Extract to read —
━━━━━━━━
The pencils above are the first versions I sent. She requested that I change the faces to look at the viewer, and have a slightly happy expression. I felt angels would look more heroic, as they are intended to be, if they were not looking at the viewer, instead looking toward the heavens. I tried to convince her but she insisted on a friendly appearance and felt my pencils were too serious.
I have two versions of this pencil (below). One is flipped. I can't remember which was the final version of the painting. Also, the reason there is tape all over the pencil is because this was the pencil rendering I used to transfer the design to illustration board. I painted all of the paintings in watercolor and gouache, my preferred medium that I had a lot of experience using as a background painter.
On Monday, September 10th, I had gotten final approval for all of the pencils and the go ahead to start painting. I spent all of Monday transferring the pencils to illustration board. I was set to begin painting the first angel on Tuesday, September 11th.
The morning of Tuesday September 11th unfolded - and like the rest of the nation, I was horrified and consumed.
━━━━━━━━
Stored data —
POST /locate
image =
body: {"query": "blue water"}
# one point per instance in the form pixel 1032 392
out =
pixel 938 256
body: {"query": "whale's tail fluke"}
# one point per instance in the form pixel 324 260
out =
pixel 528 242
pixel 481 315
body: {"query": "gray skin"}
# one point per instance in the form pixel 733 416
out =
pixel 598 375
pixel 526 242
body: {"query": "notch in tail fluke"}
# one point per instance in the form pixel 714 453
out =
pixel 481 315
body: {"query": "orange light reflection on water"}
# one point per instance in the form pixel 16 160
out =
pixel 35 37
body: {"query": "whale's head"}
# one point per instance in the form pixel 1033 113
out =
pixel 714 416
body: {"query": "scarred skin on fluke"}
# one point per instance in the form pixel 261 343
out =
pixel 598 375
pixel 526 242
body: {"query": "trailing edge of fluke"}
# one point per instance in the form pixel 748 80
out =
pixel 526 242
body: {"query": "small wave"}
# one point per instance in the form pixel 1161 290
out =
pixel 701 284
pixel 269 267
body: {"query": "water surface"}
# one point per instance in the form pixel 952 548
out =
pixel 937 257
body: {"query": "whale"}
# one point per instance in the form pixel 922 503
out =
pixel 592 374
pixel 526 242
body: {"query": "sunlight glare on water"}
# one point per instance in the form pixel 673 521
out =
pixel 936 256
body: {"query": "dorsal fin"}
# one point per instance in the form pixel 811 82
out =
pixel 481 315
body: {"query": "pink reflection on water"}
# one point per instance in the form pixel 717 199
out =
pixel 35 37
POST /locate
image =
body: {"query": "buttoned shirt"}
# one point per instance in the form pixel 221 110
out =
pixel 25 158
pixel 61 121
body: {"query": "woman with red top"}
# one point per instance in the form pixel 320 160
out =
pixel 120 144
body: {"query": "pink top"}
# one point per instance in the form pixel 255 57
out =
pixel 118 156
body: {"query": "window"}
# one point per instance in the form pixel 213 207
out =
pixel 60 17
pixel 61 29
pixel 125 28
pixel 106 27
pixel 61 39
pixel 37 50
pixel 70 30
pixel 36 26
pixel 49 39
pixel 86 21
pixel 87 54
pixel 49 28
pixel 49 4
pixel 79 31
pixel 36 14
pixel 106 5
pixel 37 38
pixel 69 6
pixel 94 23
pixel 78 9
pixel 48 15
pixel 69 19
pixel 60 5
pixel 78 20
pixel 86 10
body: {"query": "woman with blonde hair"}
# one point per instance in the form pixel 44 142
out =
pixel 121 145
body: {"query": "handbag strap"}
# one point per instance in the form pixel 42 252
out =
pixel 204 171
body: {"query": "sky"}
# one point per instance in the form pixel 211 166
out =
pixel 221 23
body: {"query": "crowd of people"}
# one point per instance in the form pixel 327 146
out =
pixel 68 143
━━━━━━━━
Exercise aim — Copy the text about the angel sketches word for word, from start to finish. Rely only on the text about the angel sketches.

Problem solution —
The pencils above are the first versions I sent. She requested that I change the faces to look at the viewer, and have a slightly happy expression. I felt angels would look more heroic, as they are intended to be, if they were not looking at the viewer, instead looking toward the heavens. I tried to convince her but she insisted on a friendly appearance and felt my pencils were too serious.
I have two versions of this pencil (below). One is flipped. I can't remember which was the final version of the painting. Also, the reason there is tape all over the pencil is because this was the pencil rendering I used to transfer the design to illustration board. I painted all of the paintings in watercolor and gouache, my preferred medium that I had a lot of experience using as a background painter.
On Monday, September 10th, I had gotten final approval for all of the pencils and the go ahead to start painting. I spent all of Monday transferring the pencils to illustration board. I was set to begin painting the first angel on Tuesday, September 11th.
The morning of Tuesday September 11th unfolded - and like the rest of the nation, I was horrified and consumed.